◆ **Stored data**:
_ _ _ _ _
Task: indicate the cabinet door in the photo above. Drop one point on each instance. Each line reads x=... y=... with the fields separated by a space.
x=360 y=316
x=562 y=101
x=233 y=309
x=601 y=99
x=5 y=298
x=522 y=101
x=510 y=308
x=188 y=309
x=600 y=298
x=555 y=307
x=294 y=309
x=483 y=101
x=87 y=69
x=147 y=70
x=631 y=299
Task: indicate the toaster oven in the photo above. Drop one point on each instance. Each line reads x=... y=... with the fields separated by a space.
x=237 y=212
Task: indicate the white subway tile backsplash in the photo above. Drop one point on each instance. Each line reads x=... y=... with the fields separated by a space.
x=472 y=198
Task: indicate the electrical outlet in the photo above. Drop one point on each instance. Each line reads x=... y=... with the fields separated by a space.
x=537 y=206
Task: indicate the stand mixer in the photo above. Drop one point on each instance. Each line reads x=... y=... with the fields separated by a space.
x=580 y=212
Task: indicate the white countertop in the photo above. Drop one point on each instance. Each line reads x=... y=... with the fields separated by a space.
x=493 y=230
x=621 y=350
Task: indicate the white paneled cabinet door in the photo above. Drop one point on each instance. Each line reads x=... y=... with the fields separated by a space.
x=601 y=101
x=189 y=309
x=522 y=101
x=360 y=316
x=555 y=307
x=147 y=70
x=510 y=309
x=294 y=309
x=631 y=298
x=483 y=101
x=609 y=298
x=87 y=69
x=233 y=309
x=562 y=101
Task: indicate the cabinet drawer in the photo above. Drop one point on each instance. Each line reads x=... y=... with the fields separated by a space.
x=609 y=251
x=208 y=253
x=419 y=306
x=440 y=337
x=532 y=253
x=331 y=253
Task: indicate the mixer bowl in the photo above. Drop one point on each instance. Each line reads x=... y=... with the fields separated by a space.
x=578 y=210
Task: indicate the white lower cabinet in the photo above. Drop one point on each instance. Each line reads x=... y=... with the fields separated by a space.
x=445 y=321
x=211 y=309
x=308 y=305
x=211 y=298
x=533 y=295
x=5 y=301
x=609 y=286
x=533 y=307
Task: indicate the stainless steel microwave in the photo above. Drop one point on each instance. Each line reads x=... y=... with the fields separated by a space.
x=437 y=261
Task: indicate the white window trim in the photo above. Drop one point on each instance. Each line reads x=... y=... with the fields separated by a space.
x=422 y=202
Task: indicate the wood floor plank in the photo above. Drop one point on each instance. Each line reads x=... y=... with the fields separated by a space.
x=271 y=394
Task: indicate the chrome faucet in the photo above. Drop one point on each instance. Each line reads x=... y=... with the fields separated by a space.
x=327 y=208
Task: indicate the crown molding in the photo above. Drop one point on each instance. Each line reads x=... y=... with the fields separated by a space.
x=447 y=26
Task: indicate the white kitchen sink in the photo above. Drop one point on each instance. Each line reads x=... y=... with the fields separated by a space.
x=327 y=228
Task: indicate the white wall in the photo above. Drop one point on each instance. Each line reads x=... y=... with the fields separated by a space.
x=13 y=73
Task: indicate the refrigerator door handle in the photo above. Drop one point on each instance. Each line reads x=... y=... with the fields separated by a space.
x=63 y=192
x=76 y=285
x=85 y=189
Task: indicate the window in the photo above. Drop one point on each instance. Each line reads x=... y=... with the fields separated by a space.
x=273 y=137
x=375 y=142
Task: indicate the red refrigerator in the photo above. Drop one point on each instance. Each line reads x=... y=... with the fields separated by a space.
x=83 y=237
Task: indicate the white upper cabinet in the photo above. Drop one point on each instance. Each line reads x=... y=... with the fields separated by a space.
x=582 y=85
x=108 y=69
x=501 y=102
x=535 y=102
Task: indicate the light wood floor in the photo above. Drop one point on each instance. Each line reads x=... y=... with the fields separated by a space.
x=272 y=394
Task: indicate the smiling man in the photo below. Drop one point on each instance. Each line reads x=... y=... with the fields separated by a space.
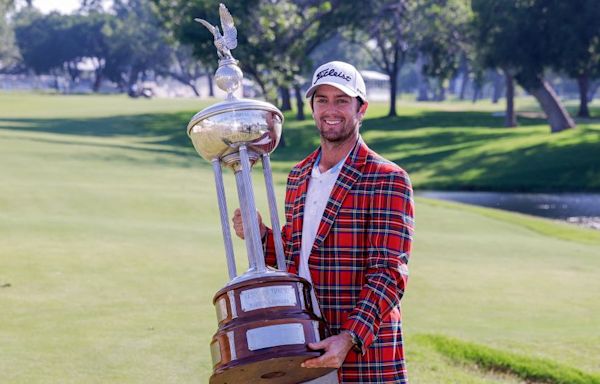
x=348 y=230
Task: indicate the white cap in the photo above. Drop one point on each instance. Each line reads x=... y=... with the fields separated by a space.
x=340 y=75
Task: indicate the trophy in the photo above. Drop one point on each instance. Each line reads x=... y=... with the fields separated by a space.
x=265 y=316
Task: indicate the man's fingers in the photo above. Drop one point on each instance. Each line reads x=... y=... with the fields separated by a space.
x=318 y=345
x=316 y=362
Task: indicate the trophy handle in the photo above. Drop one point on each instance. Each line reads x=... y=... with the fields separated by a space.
x=266 y=161
x=224 y=219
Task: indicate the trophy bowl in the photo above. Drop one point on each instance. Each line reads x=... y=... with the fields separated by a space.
x=217 y=131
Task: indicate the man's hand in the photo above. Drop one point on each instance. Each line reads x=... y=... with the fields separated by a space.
x=238 y=225
x=336 y=348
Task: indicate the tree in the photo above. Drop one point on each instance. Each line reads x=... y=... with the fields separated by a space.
x=385 y=30
x=516 y=35
x=274 y=38
x=136 y=42
x=9 y=54
x=443 y=38
x=577 y=52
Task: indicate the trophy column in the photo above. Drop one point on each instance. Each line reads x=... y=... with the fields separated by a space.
x=265 y=315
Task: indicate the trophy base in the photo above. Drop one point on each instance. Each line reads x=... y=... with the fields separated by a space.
x=276 y=370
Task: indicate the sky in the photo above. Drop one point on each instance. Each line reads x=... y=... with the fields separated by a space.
x=62 y=6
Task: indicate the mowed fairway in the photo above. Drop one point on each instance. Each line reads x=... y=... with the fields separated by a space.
x=111 y=251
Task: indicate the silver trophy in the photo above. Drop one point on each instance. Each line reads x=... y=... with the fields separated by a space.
x=265 y=316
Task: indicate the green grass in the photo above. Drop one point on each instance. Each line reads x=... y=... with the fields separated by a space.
x=529 y=369
x=110 y=253
x=460 y=146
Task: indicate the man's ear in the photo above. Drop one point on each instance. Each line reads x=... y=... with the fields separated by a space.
x=363 y=108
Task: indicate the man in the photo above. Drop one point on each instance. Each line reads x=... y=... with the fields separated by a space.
x=348 y=230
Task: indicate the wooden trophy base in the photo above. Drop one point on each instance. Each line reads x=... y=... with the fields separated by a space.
x=265 y=324
x=275 y=370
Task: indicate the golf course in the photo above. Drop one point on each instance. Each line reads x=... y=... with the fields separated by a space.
x=111 y=247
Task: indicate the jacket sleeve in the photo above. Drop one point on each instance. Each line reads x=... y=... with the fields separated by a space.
x=389 y=238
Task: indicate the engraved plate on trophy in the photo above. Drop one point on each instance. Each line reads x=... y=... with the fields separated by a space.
x=275 y=335
x=267 y=297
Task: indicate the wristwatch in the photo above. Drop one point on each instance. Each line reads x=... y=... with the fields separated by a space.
x=356 y=344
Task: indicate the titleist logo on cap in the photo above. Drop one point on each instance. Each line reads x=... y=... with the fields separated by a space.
x=331 y=72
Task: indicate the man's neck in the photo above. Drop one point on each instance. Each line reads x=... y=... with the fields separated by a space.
x=333 y=153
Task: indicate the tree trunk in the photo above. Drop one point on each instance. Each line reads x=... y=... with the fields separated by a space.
x=592 y=91
x=476 y=92
x=497 y=93
x=558 y=117
x=441 y=92
x=584 y=84
x=463 y=84
x=510 y=119
x=286 y=98
x=299 y=103
x=97 y=82
x=422 y=82
x=393 y=89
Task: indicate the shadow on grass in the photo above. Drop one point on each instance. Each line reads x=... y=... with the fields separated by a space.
x=445 y=145
x=533 y=370
x=165 y=128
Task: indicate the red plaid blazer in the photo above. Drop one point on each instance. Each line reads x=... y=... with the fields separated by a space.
x=358 y=262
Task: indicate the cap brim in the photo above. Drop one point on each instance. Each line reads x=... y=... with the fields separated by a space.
x=341 y=87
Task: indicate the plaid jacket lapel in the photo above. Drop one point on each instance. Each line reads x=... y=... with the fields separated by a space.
x=299 y=198
x=349 y=174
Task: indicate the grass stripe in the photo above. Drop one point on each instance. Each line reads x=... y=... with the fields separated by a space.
x=547 y=227
x=534 y=370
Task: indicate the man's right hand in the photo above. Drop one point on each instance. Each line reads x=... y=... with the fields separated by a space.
x=238 y=225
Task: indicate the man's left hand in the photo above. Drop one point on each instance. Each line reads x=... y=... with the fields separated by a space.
x=336 y=348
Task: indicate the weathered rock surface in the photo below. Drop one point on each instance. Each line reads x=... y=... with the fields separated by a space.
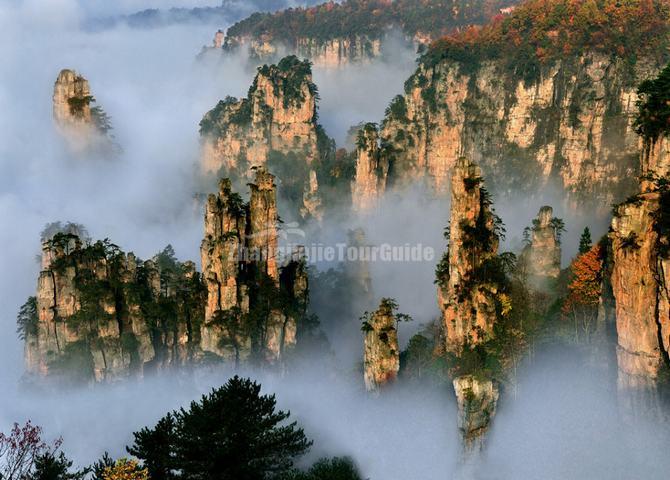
x=275 y=126
x=371 y=170
x=103 y=315
x=570 y=127
x=334 y=34
x=466 y=298
x=542 y=256
x=477 y=400
x=467 y=303
x=83 y=126
x=245 y=285
x=381 y=353
x=640 y=284
x=331 y=53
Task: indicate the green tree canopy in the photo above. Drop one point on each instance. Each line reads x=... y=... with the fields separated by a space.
x=232 y=433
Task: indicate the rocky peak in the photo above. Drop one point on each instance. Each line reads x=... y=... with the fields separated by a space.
x=84 y=126
x=381 y=352
x=71 y=98
x=371 y=170
x=242 y=275
x=263 y=219
x=467 y=296
x=275 y=125
x=477 y=400
x=466 y=300
x=542 y=256
x=640 y=276
x=97 y=315
x=640 y=235
x=565 y=115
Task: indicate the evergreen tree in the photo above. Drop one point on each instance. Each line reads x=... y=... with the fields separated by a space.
x=234 y=433
x=585 y=242
x=49 y=466
x=338 y=468
x=99 y=467
x=155 y=447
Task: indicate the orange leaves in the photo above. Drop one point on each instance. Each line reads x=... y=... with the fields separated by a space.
x=585 y=288
x=125 y=469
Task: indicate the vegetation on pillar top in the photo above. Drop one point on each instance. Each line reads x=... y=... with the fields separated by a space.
x=653 y=118
x=539 y=32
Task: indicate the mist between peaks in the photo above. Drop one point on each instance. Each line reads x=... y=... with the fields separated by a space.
x=339 y=252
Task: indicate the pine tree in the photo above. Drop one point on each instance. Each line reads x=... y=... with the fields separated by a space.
x=232 y=433
x=585 y=242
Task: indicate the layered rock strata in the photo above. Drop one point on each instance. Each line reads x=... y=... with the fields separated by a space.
x=85 y=127
x=381 y=353
x=253 y=306
x=542 y=256
x=639 y=280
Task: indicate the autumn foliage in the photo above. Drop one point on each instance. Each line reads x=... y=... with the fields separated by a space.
x=544 y=30
x=585 y=288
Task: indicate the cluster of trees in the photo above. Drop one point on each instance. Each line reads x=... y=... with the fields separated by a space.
x=370 y=18
x=539 y=31
x=653 y=119
x=232 y=433
x=163 y=292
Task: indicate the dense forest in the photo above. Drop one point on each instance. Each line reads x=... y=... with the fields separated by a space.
x=370 y=18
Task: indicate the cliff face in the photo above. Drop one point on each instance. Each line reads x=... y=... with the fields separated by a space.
x=572 y=126
x=381 y=352
x=477 y=400
x=276 y=125
x=103 y=315
x=253 y=308
x=467 y=297
x=331 y=53
x=640 y=283
x=371 y=170
x=83 y=126
x=542 y=256
x=467 y=302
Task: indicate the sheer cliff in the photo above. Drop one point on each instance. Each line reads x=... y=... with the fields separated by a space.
x=274 y=126
x=639 y=238
x=333 y=34
x=468 y=295
x=253 y=306
x=542 y=96
x=101 y=315
x=85 y=127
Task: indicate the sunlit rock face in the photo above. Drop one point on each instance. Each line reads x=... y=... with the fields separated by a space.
x=640 y=285
x=371 y=170
x=467 y=301
x=570 y=127
x=84 y=127
x=542 y=256
x=275 y=126
x=332 y=53
x=103 y=315
x=244 y=281
x=477 y=400
x=381 y=353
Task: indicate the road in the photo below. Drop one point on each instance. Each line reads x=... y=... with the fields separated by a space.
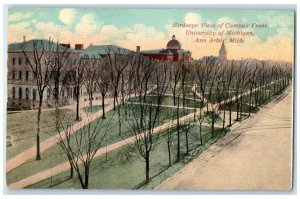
_ _ _ _ _
◆ **Work instructions**:
Rescale the lines above, from the first line through the line with "x=578 y=210", by writing every one of them out again, requests included. Multiply each x and y coordinate of the points by 2.6 and round it to a whole number, with halves rounded up.

◆ **Answer to this problem**:
Task: indicate the cabinet door in the photo above. Drop one point on each instance. Each line reads x=... y=... with the fields separated by a space.
x=936 y=822
x=1461 y=263
x=606 y=803
x=1563 y=257
x=13 y=775
x=1357 y=263
x=1326 y=801
x=489 y=803
x=1560 y=775
x=1443 y=798
x=764 y=803
x=1256 y=263
x=226 y=179
x=382 y=182
x=1641 y=777
Task: indicate the toaster oven in the photo above. Drop one point on each instance. Each line reads x=... y=... with the fields separated by a space.
x=616 y=551
Task: indicate the white subway tile backsplash in the photo above. Drop one point on each instance. Each line reads x=... y=... with the fields separated by a space.
x=1227 y=515
Task: indicate the electrical outlet in the photo above. Drop one point on each instance. Each line reads x=... y=... with the fields separated by a space.
x=1396 y=536
Task: indicate the stand mixer in the photo above. Drop one point on each instance. Each line reads x=... y=... with the fields separated by a space.
x=1508 y=551
Task: indicate the white countertop in the photo above. Drop one point on each instance. Each line reads x=... y=... with the fields separated by a space.
x=1282 y=598
x=1615 y=910
Task: indicate the white paneled cabinet door in the photo above. Drop one point on each instance. Each line reads x=... y=... with the fields separated by a space.
x=1563 y=263
x=491 y=803
x=1357 y=263
x=936 y=822
x=1443 y=798
x=382 y=182
x=1326 y=803
x=764 y=803
x=1641 y=775
x=1256 y=263
x=1583 y=775
x=226 y=179
x=606 y=803
x=1461 y=263
Task: indicate the cabinet drawer in the photo above. Drop one point on each instance. Each line reads x=... y=... with the fields separated by a space.
x=1583 y=653
x=541 y=658
x=1089 y=796
x=1144 y=876
x=1383 y=658
x=861 y=658
Task: indicate the mixer bowl in the photo above. Drop one point on each instance. Each line reads x=... y=... with the fields separated by a space.
x=1503 y=546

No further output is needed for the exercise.